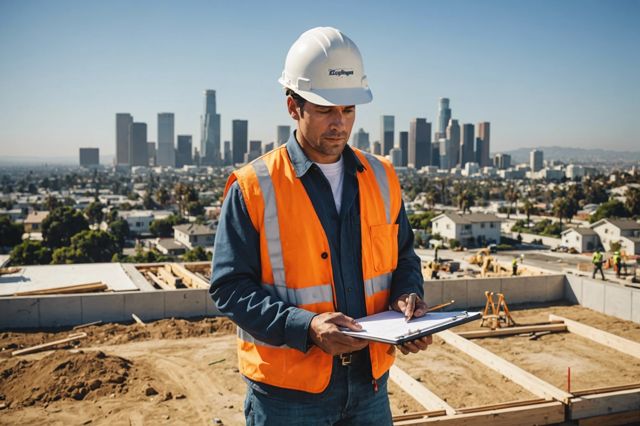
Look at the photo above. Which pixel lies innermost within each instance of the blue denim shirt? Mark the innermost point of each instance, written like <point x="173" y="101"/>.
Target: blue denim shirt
<point x="235" y="281"/>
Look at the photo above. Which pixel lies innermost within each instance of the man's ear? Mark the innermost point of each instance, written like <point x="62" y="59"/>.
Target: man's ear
<point x="292" y="107"/>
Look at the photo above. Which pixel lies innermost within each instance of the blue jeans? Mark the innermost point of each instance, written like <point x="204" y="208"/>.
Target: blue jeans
<point x="352" y="400"/>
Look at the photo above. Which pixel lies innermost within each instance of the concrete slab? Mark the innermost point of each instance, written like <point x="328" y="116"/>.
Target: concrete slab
<point x="104" y="307"/>
<point x="59" y="311"/>
<point x="573" y="289"/>
<point x="455" y="290"/>
<point x="147" y="305"/>
<point x="593" y="294"/>
<point x="618" y="302"/>
<point x="433" y="292"/>
<point x="635" y="307"/>
<point x="19" y="312"/>
<point x="477" y="287"/>
<point x="185" y="303"/>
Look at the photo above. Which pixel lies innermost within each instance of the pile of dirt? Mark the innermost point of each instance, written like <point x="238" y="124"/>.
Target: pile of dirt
<point x="64" y="375"/>
<point x="116" y="334"/>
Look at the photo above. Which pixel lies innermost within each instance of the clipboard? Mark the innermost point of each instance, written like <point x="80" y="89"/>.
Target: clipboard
<point x="391" y="327"/>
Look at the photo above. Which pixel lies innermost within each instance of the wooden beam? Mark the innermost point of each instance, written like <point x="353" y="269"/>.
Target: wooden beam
<point x="510" y="331"/>
<point x="74" y="288"/>
<point x="418" y="391"/>
<point x="538" y="414"/>
<point x="604" y="403"/>
<point x="616" y="342"/>
<point x="533" y="384"/>
<point x="189" y="278"/>
<point x="45" y="346"/>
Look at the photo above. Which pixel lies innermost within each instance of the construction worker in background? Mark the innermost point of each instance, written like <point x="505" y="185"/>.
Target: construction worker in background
<point x="312" y="235"/>
<point x="617" y="262"/>
<point x="597" y="260"/>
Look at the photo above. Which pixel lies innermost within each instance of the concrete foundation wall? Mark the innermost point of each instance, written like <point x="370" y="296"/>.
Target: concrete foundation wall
<point x="70" y="310"/>
<point x="608" y="298"/>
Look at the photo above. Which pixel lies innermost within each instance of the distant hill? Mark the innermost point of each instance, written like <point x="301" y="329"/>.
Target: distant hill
<point x="576" y="155"/>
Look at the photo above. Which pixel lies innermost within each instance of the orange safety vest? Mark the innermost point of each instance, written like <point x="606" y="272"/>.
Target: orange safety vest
<point x="296" y="261"/>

-- Exercise description --
Please give all the records above as a numbered list, one line per item, with blank lines left out. Leave out the picture.

-- Answer --
1. Look at the photo above. Which pixel lies innermost within each instance of the blue denim shirt? Mark the innermost point of each instance, written like <point x="173" y="101"/>.
2. Target: blue denim shirt
3. <point x="235" y="281"/>
4. Look at the photo above. Which pixel lies innermost within each instance of the man's ear? Mark the innermost point of each instance, written like <point x="62" y="59"/>.
5. Target: man's ear
6. <point x="292" y="107"/>
7. Look at the photo above. Which pixel lies innermost within each instance of the blue jeans? Mark the innermost point of each instance, written like <point x="204" y="208"/>.
8. Target: blue jeans
9. <point x="352" y="400"/>
10. Look at the photo above. Which pixel lies innermost within each instance of the concrete slab? Mark the innermost point of each instance, written like <point x="328" y="116"/>.
11. Target: concrete slab
12. <point x="104" y="307"/>
13. <point x="59" y="311"/>
14. <point x="573" y="289"/>
15. <point x="455" y="290"/>
16. <point x="147" y="305"/>
17. <point x="593" y="294"/>
18. <point x="618" y="302"/>
19. <point x="433" y="292"/>
20. <point x="635" y="307"/>
21. <point x="19" y="312"/>
22. <point x="477" y="287"/>
23. <point x="185" y="303"/>
24. Look at the photo above. Which pixel lies innermost within each instance of the pile of dirt? Mark the innermost point of each instance, written like <point x="238" y="124"/>.
25. Target: pile of dirt
26. <point x="64" y="375"/>
27. <point x="116" y="334"/>
28. Look at the photo above. Which pixel lies innermost within each instance of the clipboard? Mark the innermost point of each instance, written like <point x="80" y="89"/>.
29. Target: clipboard
30. <point x="391" y="327"/>
31. Look at the photo above. Which pixel lies innermost within each instance of the wooden beam? Mark the innermost point of each instance, written like <point x="353" y="269"/>.
32. Target: wooden beam
33. <point x="510" y="331"/>
34. <point x="74" y="288"/>
35. <point x="418" y="391"/>
36. <point x="538" y="414"/>
37. <point x="604" y="403"/>
38. <point x="616" y="342"/>
39. <point x="533" y="384"/>
40. <point x="189" y="278"/>
41. <point x="45" y="346"/>
42. Look at the photo above. Which pixel lies innermost within each instance of the construction worker in background? Mark the innermost point of each instance, written like <point x="505" y="185"/>.
43. Target: construction worker in background
44. <point x="312" y="235"/>
45. <point x="617" y="262"/>
46. <point x="597" y="260"/>
47. Look at the photo above. Which pixel lies innermost within each instance of the concrete foundation wall? Mark the innermost point of each instance, written like <point x="370" y="296"/>.
48. Target: concrete foundation wall
49. <point x="70" y="310"/>
50. <point x="608" y="298"/>
51. Look at the photo above. Which pixel lies innermost within each instance of the distant hill? Mark the innermost point of each instance, written like <point x="301" y="329"/>.
52. Target: distant hill
53. <point x="576" y="155"/>
54. Look at the photo above. Which pixel lies innermost within each instance of the orange safety vest? Mark the innermost point of each instance, written like <point x="606" y="272"/>.
55. Target: orange safety vest
56. <point x="296" y="261"/>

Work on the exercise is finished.